--- BEGIN DATA IN THIS EXERCISE ---
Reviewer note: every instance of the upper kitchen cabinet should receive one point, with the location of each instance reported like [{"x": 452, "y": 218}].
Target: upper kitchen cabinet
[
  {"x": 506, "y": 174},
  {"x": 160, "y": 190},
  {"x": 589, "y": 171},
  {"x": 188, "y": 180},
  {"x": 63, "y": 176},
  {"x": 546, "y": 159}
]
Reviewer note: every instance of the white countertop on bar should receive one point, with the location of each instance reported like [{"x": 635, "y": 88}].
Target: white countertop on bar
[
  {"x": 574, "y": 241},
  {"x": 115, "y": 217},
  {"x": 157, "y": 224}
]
--- END DATA IN THIS EXERCISE ---
--- BEGIN DATA IN THIS EXERCISE ---
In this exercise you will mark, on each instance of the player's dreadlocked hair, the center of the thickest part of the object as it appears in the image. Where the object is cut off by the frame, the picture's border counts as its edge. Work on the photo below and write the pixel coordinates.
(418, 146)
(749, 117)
--- END DATA IN THIS EXERCISE ---
• GIVEN TASK:
Show all lines of the listing above that contain the string "every". Case counts.

• THE REPLY:
Reviewer note: every instance of the upper kitchen cabinet should receive one point, with the location of each instance reported like [{"x": 452, "y": 218}].
Reviewer note: every instance of the white countertop on bar should receive one point, with the location of each instance reported like [{"x": 635, "y": 88}].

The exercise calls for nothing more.